→ STUDY TEXT
SOURCE / GT VOICE
GT Voice: China shouldn’t be excuse for West to shirk blame over debt
Published: Feb 06, 2023 10:56 PM
Illustration: Chen Xia/Global Times

Illustration: Chen Xia/Global Times

When disclosing that China's finance minister and its central bank governor will attend a roundtable with other creditors and some borrowing countries in February in India, IMF Managing Director Kristalina Georgieva said in a CBS interview on Sunday that "China has to change its policies because low income countries cannot pay," according to Reuters.

It is true that many developing and emerging economies are at growing risk of default after being hit by a strong dollar, high inflation, slowing global growth and the pandemic. In particular, a strong dollar, which has caused indebted countries to face a significant increase in the cost of servicing their debts and a reduction in foreign exchange earnings, has now become a problem that must be solved as soon as possible, otherwise more countries will fall into debt crisis. Yet, China's willingness to make due efforts to alleviate the debt distress of developing countries does not mean that the IMF or the West can force China to accept Western rules or conditions on debt relief.

In recent years, whenever it comes to the debt relief problems of developing countries, some Western institutions and US officials have never got tired of taking the opportunity to pressure China as they claimed that China has become the world's largest government creditor to the developing world. The irony is that in the past when some countries were caught up in debt-servicing crises, the West never criticized creditor countries that provide the loans. But now they are increasingly accustomed to accusing China of not doing enough in relieving debt burdens for developing countries as if write-off by China could make all the problems disappear. 

A misleading focus of the debt problems won't do any help for the developing world in need of help. Indeed, even as China has become an emerging creditor and outbound investor, the developing world's main creditor remains the West. This is because Western countries usually offer loans through the World Bank, the IMF, and even commercial banks in the name of private debt or non-sovereign debt.

In the case of the external public debt of Sri Lanka, the World Bank, the Asian Development Bank, and financial institutions in the US and its allies hold about 80 percent of Sri Lanka's $51 billion worth of external debt, while China's share is less than 10 percent. Also, according to a report by Britain-based charity Debt Justice, African governments owe three times more debt to Western banks, asset managers and oil traders than to China, and are charged double the interest.

It is clear that Western multilateral financial institutions and commercial creditors should take a greater responsibility in reducing the debt burden for the developing world, and whether or not China writes off its debt should not be an excuse for the West to shirk its primary blame.

In fact, China has been making due contributions to alleviating debt problems for developing countries. For instance, in January, the Export-Import Bank of China (EXIM) provided Sri Lanka with an extension on the debt service due in 2022 and 2023, which means Sri Lanka will not have to repay the principal and interest due of the EXIM's loans during the above-mentioned period. In August 2022, China canceled 23 interest-free loans to 17 African countries.

→ SUPPLIED RECORDS
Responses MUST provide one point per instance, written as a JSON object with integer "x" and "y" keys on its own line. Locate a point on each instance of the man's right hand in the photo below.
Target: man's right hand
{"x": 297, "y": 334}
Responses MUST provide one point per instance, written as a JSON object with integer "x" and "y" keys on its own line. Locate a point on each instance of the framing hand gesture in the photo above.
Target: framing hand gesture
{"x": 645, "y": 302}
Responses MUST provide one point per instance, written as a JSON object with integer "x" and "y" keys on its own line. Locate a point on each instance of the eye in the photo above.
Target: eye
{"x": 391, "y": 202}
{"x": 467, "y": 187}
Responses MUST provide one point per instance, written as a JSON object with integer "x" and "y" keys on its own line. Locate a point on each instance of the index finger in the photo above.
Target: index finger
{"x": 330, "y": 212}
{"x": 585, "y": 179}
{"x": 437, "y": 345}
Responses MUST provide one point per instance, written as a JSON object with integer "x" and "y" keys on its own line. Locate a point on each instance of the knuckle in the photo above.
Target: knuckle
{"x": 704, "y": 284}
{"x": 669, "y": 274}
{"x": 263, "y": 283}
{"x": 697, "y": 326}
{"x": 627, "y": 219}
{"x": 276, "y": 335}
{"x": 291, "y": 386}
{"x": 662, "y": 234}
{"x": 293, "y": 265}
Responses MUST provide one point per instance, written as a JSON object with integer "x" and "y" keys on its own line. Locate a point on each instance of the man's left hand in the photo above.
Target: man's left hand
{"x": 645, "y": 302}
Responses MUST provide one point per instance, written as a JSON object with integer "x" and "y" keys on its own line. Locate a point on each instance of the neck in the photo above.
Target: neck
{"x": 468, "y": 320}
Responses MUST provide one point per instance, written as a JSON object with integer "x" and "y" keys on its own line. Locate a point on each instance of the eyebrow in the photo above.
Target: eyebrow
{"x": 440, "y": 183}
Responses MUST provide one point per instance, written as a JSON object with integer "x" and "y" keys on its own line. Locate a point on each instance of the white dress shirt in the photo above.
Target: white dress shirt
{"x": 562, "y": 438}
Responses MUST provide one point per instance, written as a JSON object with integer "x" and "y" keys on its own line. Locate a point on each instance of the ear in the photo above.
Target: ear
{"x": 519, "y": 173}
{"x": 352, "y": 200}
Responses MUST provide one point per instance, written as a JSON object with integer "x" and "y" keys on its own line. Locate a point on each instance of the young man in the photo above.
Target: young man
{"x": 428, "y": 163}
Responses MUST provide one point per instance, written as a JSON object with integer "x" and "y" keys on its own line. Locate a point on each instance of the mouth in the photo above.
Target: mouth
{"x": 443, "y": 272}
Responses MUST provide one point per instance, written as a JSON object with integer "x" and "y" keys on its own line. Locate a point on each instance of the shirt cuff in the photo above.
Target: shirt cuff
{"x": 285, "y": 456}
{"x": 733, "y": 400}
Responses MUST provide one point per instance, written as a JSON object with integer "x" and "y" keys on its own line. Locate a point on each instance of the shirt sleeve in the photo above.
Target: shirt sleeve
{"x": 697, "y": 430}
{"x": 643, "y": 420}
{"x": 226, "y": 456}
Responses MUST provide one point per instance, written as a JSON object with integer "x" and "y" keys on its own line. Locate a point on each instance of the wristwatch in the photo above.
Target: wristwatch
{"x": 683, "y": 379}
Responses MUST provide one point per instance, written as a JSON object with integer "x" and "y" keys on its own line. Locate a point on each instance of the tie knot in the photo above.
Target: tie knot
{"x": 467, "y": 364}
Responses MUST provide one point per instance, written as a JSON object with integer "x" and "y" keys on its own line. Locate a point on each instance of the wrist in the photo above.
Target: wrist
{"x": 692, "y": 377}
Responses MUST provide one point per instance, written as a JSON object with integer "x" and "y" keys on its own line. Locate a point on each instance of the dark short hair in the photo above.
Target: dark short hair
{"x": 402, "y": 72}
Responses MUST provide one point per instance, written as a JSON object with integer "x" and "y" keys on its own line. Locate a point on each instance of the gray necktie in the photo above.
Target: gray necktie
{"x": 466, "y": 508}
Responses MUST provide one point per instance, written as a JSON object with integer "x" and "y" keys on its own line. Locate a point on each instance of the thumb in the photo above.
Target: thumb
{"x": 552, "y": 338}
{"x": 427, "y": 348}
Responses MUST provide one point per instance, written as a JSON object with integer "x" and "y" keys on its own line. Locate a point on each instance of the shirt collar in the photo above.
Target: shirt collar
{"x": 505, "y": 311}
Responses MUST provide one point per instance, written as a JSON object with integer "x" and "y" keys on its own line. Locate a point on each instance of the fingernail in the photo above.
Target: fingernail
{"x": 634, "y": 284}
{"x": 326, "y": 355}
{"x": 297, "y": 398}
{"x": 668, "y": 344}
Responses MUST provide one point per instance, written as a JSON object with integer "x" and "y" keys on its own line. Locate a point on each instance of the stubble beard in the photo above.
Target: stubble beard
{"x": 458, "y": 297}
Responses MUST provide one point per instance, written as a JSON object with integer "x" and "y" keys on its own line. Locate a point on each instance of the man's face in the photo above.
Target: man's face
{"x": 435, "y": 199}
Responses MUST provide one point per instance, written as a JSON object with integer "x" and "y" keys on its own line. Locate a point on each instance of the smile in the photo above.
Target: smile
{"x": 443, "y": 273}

→ YOUR GOAL
Answer these questions from the article on debt relief:
1. In which country will the February roundtable with creditors and borrowing countries take place?
2. What share of Sri Lanka's external debt does the article attribute to China?
3. How many interest-free loans did China cancel in August 2022, and for how many African countries?

→ TASK SOLUTION
1. India.
2. Less than 10 percent.
3. 23 interest-free loans, for 17 African countries.